Leave out the pictures and return every entry exactly as it appears.

==*==

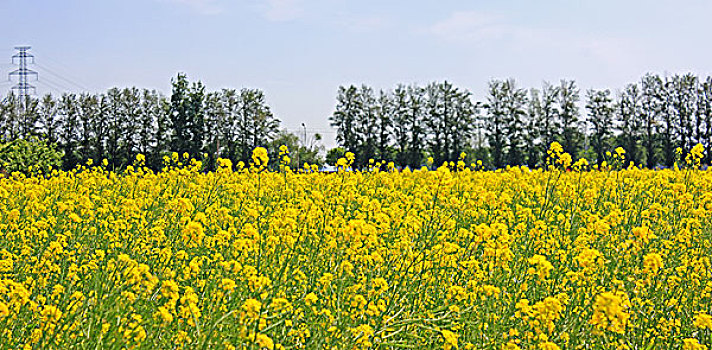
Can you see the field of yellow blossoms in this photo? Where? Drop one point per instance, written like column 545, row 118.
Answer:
column 571, row 257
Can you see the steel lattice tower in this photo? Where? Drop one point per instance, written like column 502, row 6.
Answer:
column 23, row 87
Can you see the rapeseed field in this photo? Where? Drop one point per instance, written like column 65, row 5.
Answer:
column 571, row 256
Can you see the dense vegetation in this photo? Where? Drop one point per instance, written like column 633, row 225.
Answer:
column 122, row 123
column 514, row 126
column 456, row 258
column 408, row 125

==*==

> **REPLY**:
Can you see the field of yellow blossoms in this photo? Where? Drop one point per instance, written like column 545, row 118.
Answer:
column 571, row 257
Can you see the steel lattice tower in this photo? Where? Drop one point per instance, written like column 502, row 6.
Answer:
column 23, row 87
Can you see the rapeseed field in this photo? Where? Drop one point per instance, written like column 65, row 5.
Answer:
column 571, row 256
Can you see the dense vegetation in this photo? Where? Drop one point per instance, written like column 633, row 225.
Answer:
column 122, row 123
column 514, row 126
column 456, row 258
column 408, row 125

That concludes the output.